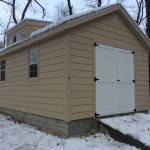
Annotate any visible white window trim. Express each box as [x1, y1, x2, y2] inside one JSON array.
[[29, 48, 38, 79], [0, 60, 5, 82]]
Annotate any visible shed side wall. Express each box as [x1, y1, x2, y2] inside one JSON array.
[[0, 33, 66, 121], [69, 13, 149, 121]]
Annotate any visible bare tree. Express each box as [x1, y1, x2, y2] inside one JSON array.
[[83, 0, 126, 9], [134, 0, 145, 25], [83, 0, 103, 8], [0, 8, 14, 48], [0, 18, 12, 47], [53, 1, 70, 21], [0, 0, 47, 24], [53, 0, 75, 21], [0, 0, 49, 47], [121, 0, 146, 33], [145, 0, 150, 38], [116, 0, 126, 3]]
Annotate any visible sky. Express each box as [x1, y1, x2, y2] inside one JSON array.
[[0, 0, 127, 22]]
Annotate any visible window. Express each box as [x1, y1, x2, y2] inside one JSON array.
[[20, 31, 25, 39], [111, 14, 120, 22], [29, 49, 38, 78], [13, 36, 16, 43], [16, 31, 25, 42], [8, 31, 25, 46], [1, 60, 5, 81], [9, 38, 13, 45]]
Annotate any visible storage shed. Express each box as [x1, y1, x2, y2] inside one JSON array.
[[0, 3, 149, 136]]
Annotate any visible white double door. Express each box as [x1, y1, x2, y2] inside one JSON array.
[[95, 44, 135, 116]]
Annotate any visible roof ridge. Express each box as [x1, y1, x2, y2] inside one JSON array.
[[30, 3, 120, 38]]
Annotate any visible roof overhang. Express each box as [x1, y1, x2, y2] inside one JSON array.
[[6, 18, 52, 35]]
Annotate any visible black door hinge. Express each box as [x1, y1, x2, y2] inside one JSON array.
[[133, 108, 136, 112], [94, 42, 99, 47], [131, 51, 135, 54], [95, 113, 100, 118], [94, 77, 100, 82], [132, 79, 135, 83]]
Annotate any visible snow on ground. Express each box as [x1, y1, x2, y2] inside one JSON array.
[[0, 114, 139, 150], [101, 113, 150, 147]]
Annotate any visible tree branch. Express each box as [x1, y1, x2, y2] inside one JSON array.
[[136, 0, 140, 8], [12, 0, 18, 24], [0, 0, 12, 6], [34, 0, 46, 18], [139, 0, 144, 24], [21, 0, 32, 21]]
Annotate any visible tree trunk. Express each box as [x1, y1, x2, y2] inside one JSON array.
[[67, 0, 73, 15], [145, 0, 150, 38], [98, 0, 102, 7]]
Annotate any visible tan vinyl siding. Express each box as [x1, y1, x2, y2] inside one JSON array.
[[1, 9, 149, 123], [0, 34, 66, 121], [69, 35, 94, 120], [69, 13, 149, 121]]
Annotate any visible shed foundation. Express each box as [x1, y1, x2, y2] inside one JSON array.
[[0, 107, 97, 137]]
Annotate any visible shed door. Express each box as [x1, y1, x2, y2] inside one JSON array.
[[117, 49, 135, 114], [95, 44, 135, 117], [95, 45, 117, 116]]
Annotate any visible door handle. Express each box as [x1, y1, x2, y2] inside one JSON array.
[[117, 80, 120, 81]]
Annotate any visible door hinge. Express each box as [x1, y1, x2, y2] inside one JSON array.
[[132, 79, 135, 83], [95, 113, 100, 118], [94, 42, 99, 47], [131, 51, 135, 54], [133, 108, 136, 112], [94, 77, 100, 82]]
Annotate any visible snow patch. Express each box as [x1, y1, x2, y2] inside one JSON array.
[[0, 114, 139, 150], [0, 41, 22, 52], [101, 113, 150, 147]]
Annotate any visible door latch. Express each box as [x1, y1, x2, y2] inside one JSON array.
[[117, 80, 120, 81], [94, 77, 99, 82], [95, 113, 100, 118]]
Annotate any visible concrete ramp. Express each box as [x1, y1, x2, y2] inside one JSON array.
[[97, 113, 150, 150]]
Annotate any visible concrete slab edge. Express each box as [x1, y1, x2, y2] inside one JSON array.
[[98, 121, 150, 150]]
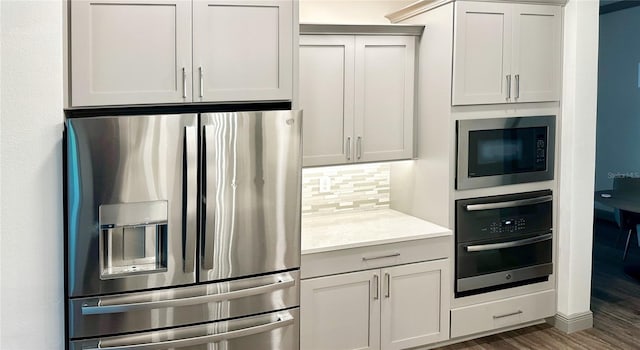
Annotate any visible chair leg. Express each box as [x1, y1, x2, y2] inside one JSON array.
[[623, 228, 633, 261]]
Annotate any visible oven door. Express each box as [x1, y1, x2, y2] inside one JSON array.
[[457, 116, 555, 190], [456, 233, 553, 294]]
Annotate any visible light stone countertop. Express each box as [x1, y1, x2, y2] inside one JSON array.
[[301, 208, 452, 255]]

■ ■ ■

Give back all entries exactly. No pictures belong in the copy.

- [Task answer]:
Annotate any visible white window trim. Express each box as [x1, y1, x2, y2] inside one JSON array.
[[29, 48, 38, 79], [0, 60, 5, 82]]
Annotate any visible shed side wall. Express each box as [x1, y1, x2, y2] inside one JSON array.
[[0, 33, 66, 121], [69, 13, 149, 121]]
Annotate any visible bare tree. Express each box as [x1, y1, x2, y2] inside one JSON array.
[[83, 0, 126, 9], [134, 0, 145, 25], [83, 0, 103, 8], [0, 8, 14, 48], [0, 18, 12, 47], [53, 1, 70, 21], [0, 0, 47, 24], [53, 0, 75, 21], [0, 0, 49, 47], [121, 0, 146, 33], [145, 0, 150, 38], [116, 0, 126, 3]]
Annotate any visible sky. Express each box as [x1, y1, x2, y2] inside one JSON array.
[[0, 0, 127, 22]]
Annotate any visible window. Express each box as [x1, y1, x2, y2] inside one JSON array.
[[20, 31, 25, 39], [111, 14, 120, 22], [29, 49, 38, 78], [13, 36, 16, 43], [16, 31, 25, 42], [8, 31, 25, 46], [1, 60, 5, 81], [9, 38, 13, 45]]
Annotate any visible storage shed. Express each box as [x1, y1, x2, y2] inside one JSON array.
[[0, 3, 149, 136]]
Annotate any visible white double door. Express each box as [x1, y1, x2, y2] inside one JSON array.
[[95, 44, 135, 116]]
Annotate any visible roof ridge. Express each box as [x1, y1, x2, y2] inside one JSON array.
[[30, 3, 120, 38]]
Annotate any visible roof overhang. Express each box as [x1, y1, x2, y2] inside one JSON array.
[[6, 18, 52, 35]]
Annotate any visible black door hinge. Express each box as [x1, y1, x2, y2] inside one JSON array.
[[133, 108, 136, 112], [94, 42, 99, 47], [131, 51, 135, 54], [95, 113, 100, 118], [94, 77, 100, 82], [132, 79, 135, 83]]
Annotate any visible snow on ground. Express each box as [x1, y1, x2, y2] inside one JSON array.
[[0, 114, 139, 150], [101, 113, 150, 147]]
Annotate any visible tree branch. Express each box as [x1, y1, x2, y2] inside one JSON array.
[[136, 0, 140, 8], [12, 0, 18, 24], [0, 0, 12, 6], [34, 0, 46, 18], [139, 0, 144, 24], [21, 0, 32, 21]]
Annotate any visible tree trunk. Express each box as [x1, y1, x2, y2] inside one JSON array.
[[67, 0, 73, 15], [145, 0, 150, 38], [98, 0, 102, 7]]
Annotate any visible tan vinyl siding. Express each box as [x1, y1, x2, y2] inside one JSON array.
[[1, 9, 149, 123], [0, 34, 66, 121], [69, 35, 94, 120], [69, 13, 149, 121]]
Annotate any visible shed foundation. Express each box as [x1, y1, x2, y2] inside one JSON array.
[[0, 107, 97, 137]]
Annotate any visible shed door. Express each box as [x1, y1, x2, y2] inside one JSON array.
[[117, 49, 135, 114], [95, 44, 135, 117], [95, 45, 117, 116]]
Annotate any visible door handle. Express each box as [x1, y1, x2, y2] inside one JSON array.
[[117, 80, 120, 81]]
Annotate any visible door hinge. Express each box as [x1, y1, x2, y2] inside one JSON array.
[[132, 79, 135, 83], [95, 113, 100, 118], [94, 42, 99, 47], [131, 51, 135, 54], [133, 108, 136, 112], [94, 77, 100, 82]]
Annotate any visible snow patch. Express each box as [x1, y1, x2, y2] inside one JSON array.
[[0, 114, 139, 150], [0, 41, 22, 52], [101, 113, 150, 147]]
Annotate any visible door latch. Express each box as [x1, y1, x2, y2] inside one JSON array.
[[117, 80, 120, 81], [94, 77, 99, 82], [95, 113, 100, 118]]
Annotate any visible concrete ramp. Express each box as [x1, y1, x2, y2] inside one JSON array.
[[97, 113, 150, 150]]
Annotate any visible concrete slab edge. Express each box as [x1, y1, x2, y2] inside one JSON array.
[[98, 121, 150, 150]]
Annotate any visible chair leg. Express each box as [x1, y1, x2, y2] inside one JSON array.
[[623, 228, 633, 261]]
Annotate any visible oven door. Express each box as [x1, y1, x2, y2] inside one JSON array.
[[457, 116, 555, 190], [456, 233, 553, 294]]
Annotate any visible light stone countertop. Express each box as [x1, y1, x2, y2] inside one JSON array.
[[301, 208, 452, 255]]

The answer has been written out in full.